From the first record to the last, write each one out again exactly.

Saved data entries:

+++

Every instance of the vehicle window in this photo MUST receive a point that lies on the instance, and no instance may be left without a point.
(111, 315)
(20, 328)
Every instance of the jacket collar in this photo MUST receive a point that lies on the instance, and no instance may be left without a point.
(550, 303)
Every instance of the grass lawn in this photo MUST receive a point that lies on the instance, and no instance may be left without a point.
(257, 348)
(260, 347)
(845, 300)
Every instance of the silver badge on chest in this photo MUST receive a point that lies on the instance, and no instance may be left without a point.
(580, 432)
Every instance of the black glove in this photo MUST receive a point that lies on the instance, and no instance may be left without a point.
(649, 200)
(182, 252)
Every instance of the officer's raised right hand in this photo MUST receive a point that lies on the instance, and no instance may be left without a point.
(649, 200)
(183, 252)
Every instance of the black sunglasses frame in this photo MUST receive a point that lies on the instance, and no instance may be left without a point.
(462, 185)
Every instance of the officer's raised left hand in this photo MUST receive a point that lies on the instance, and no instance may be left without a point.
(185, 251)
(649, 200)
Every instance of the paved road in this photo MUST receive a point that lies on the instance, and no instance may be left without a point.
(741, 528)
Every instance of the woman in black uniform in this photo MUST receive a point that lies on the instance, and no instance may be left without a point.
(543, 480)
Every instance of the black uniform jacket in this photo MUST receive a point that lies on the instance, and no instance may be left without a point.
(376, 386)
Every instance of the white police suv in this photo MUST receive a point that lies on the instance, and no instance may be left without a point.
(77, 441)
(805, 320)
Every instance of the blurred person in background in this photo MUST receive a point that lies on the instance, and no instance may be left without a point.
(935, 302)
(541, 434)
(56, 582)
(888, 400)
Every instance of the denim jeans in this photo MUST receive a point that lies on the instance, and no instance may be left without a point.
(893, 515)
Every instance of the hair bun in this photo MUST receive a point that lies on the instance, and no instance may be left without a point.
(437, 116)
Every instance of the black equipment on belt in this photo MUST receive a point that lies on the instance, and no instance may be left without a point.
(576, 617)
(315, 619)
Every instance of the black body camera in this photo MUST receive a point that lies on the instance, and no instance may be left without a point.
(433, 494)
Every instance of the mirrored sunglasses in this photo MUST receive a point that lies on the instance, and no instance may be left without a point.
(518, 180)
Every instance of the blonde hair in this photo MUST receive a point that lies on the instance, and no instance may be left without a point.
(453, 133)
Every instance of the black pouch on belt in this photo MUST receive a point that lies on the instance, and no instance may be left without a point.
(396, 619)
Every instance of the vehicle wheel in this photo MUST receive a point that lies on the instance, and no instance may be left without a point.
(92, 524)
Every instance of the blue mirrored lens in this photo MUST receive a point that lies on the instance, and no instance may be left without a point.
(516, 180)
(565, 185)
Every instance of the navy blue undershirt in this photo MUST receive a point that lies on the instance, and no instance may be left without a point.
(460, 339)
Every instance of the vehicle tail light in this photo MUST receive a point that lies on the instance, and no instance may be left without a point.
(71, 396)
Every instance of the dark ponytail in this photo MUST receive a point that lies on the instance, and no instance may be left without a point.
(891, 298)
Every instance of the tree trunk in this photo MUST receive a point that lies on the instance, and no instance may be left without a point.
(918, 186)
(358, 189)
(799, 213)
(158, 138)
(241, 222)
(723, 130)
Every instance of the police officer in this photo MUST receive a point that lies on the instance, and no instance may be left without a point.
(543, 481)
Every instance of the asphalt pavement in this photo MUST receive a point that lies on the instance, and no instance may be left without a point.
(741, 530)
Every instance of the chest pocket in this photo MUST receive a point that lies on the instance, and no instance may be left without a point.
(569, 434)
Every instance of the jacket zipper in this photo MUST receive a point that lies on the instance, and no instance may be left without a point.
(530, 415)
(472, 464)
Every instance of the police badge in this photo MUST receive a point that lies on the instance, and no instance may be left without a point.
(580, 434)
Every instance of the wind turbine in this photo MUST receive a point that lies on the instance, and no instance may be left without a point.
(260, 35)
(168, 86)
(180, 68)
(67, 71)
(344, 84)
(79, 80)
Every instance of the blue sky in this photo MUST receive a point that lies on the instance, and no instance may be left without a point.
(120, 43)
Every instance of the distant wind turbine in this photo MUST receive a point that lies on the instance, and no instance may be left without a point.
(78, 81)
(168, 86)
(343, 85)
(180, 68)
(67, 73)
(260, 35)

+++

--- Answer to the problem ---
Every instance of the vehicle window in this photo MUST receive a point that lies on the instance, and no instance may be left without a point.
(111, 315)
(20, 328)
Every instance of the jacket collar in this photo MUST receive a point that lies on the instance, and no instance may be left without a point.
(550, 303)
Every instance of the grass lawn in this photo MUST receive a point that lies on the instance, and no instance may be left without a point.
(257, 348)
(260, 347)
(845, 300)
Every instance of the silver badge on chest in this photo MUST receive a point that lies on the instance, and no instance may be left without a point.
(580, 432)
Every instance of the black glove in this photo MUST receive a point that lies on the instance, and no instance may be left without a point.
(649, 200)
(182, 252)
Every instance of the officer's raised right hand in this photo MUST receive a point that lies on the instance, and no instance may be left without a point.
(649, 200)
(183, 252)
Every instance of the black sunglasses frame in this photo MUST receive a point that lies on the instance, and no instance may be left without a point.
(462, 185)
Every instance of the officer's raised left hand in this photo MUST receive a point that lies on the instance, and no instance may be left without a point.
(185, 251)
(649, 200)
Every instance of the paved road in this photo MUST receive a point that lies on the instance, and no instance may be left without a point.
(741, 528)
Every instance of the woman in black uniform in this photo MUST receive a point that lies on the instance, and no instance may be left without a point.
(543, 480)
Every instance of the black uniform jacket in this photo MUST receive a point that lies on the instance, and no instance may be left without a point.
(376, 386)
Every instance of the white police suv in this photo MUST receive a point that lies on the instance, and no instance may be left without a point.
(77, 441)
(805, 320)
Every instance of the blurred person in background in this photo MUST receive a point that lies on the instance, and no instance may be left without a point.
(935, 302)
(541, 434)
(56, 582)
(888, 400)
Every instance of the denim jeans in this photo MUST receive a point that lies on the instance, and no instance may be left without a point.
(893, 515)
Every instance of the hair bun in this photo MUST receive a point that lies on the instance, and no instance may be left without a point.
(437, 116)
Every instance of the black equipment on belt in this photo MUST receive a point that lies on the instance, and no instance may be left without a point.
(576, 617)
(315, 619)
Every instance of the black body camera in this photo MUST receive a point that lies on the instance, and no instance may be left without a point.
(433, 494)
Every instance of the mirrored sunglasses in this photo MUST receive a point that lies on the instance, and no instance may be left without a point.
(518, 180)
Every instance of the blonde hair in this photo MUST receive a point that lies on the instance, and no instance may be left without a point.
(453, 133)
Every instance of the black pouch on belt in this photo MUST receive a point that lies on the instance, and no instance may be left without a point.
(396, 619)
Every instance of the vehicle wheel in this photo MUST receive a point that lies on the instance, and no instance may be left without a point.
(92, 524)
Every instance of the blue mirrored lens in this photo MUST receive a point that lies on the instance, and no instance may be left without a point.
(516, 180)
(565, 185)
Every instance of the navy blue undershirt in this photo MUST receive a point that lies on the instance, and no instance may be left without a point.
(460, 339)
Every instance of the vehicle tail light in this photo MUST receive a point that lies on the instance, and no instance may be left without a point.
(71, 396)
Every instance of the dark ponytail in this photo MUST receive a point that lies on the instance, and no instance may be left without a point.
(891, 298)
Every instance of the tree trunk in this photo MUST receive a point that lies on the instance, and no instance may be left without a point.
(918, 186)
(358, 189)
(799, 213)
(158, 138)
(241, 222)
(723, 130)
Every instance of the police officer in this photo MUST receive a point that lies on the instance, and no instance may be left without a point.
(543, 481)
Every instance of the asphalt pavement in this photo MUST receive a point that lies on the instance, and no instance may be left without a point.
(741, 530)
Every instance of the chest pocket in this photo MUST receive a point that lies on the instance, and no instance may be left without a point.
(569, 434)
Every instance of the jacket zipper in this photo MUST receive a point that lies on the instance, and no instance may be left without a point.
(530, 415)
(472, 464)
Every instance of the police badge in this photo MUST receive a point that lies on the instance, and no instance may be left without a point.
(580, 434)
Every instance of the wind turbine in this photo MUST receive a point that lies on the instance, and no instance may be left without a point.
(260, 35)
(168, 86)
(180, 68)
(67, 71)
(344, 84)
(79, 80)
Every instance of the blue sky in this photo MUST receive a point that lies on the instance, and no instance may be left without a point.
(120, 43)
Every instance of the distant wind turbine in this photo MUST receive a point that lies on the instance, and no instance may be left without a point.
(78, 81)
(168, 86)
(343, 85)
(180, 68)
(67, 73)
(260, 35)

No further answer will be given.